▼▼▼
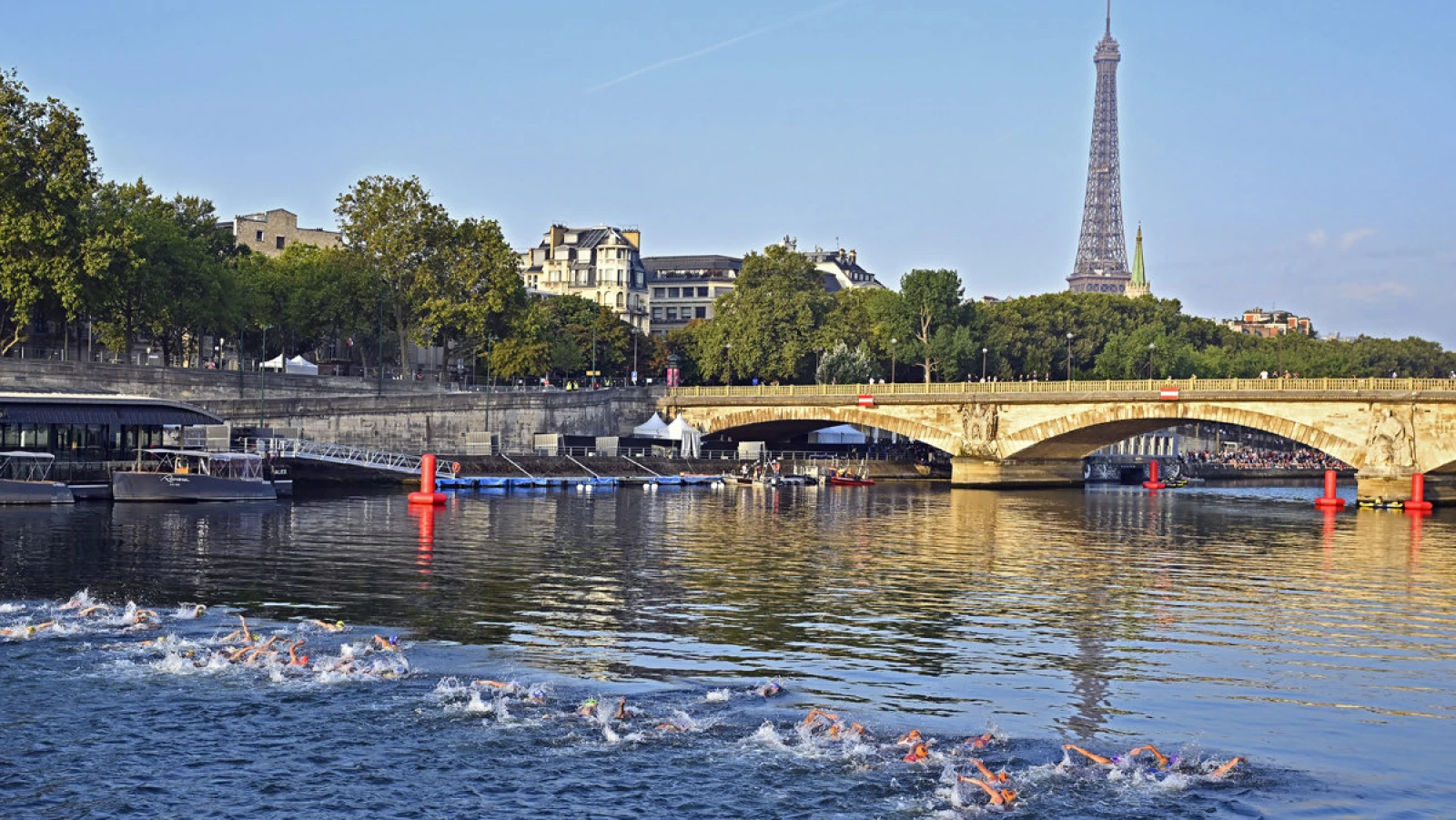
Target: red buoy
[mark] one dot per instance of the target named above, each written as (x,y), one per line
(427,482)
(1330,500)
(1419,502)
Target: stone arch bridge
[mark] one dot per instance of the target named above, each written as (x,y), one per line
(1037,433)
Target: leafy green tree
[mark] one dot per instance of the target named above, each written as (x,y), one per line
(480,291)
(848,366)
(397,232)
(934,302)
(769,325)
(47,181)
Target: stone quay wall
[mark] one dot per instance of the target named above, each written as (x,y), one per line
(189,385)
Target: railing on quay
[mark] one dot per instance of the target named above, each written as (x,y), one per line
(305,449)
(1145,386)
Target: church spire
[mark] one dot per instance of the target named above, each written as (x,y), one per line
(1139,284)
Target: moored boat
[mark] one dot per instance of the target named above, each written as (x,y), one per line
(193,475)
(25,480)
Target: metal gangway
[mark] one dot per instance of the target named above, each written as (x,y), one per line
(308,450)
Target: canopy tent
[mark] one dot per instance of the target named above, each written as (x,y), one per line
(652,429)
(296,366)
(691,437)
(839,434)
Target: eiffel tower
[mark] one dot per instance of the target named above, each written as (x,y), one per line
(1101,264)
▲▲▲
Prompt: Reproduce all of the data above verbatim, line for line, and omit the picture from your output.

Solution for this task:
Target: red buoy
[mark] one dot per instance of the target named above, each written as (x,y), one per line
(427,482)
(1330,500)
(1419,502)
Target: stone arch bridge
[mark] one dot per instance of the target named above, each written as (x,y), one per line
(1037,433)
Target: leafy green tree
[mark] one dot per instance of the target named above, each written as (x,y), one per line
(480,291)
(848,366)
(397,232)
(934,302)
(769,325)
(47,181)
Target: stone quay wall
[mark] one dot per instance of the target named above, each written as (x,y), one per line
(189,385)
Target: railing on quay
[mark] one dot per instance of the target named above, each written as (x,y), one per line
(305,449)
(1145,386)
Target: church spire
[mark] one dot per instance of the target named above, each written as (x,y), one per line
(1139,284)
Target: moored boat
[mark] one dot per instance of the target named above, each written as (x,y), one per line
(193,475)
(25,480)
Target: metal gangway
[mark] one dot per instance of the target named above, each written as (x,y), one per line
(308,450)
Target: canopy tent
[mark] one dot per instance of the target named above, each written as (x,y), one per line
(652,429)
(296,366)
(691,437)
(839,434)
Target: eiffel tower
[mark] one dot per instance of the target named above, each written as (x,y), one per line
(1101,264)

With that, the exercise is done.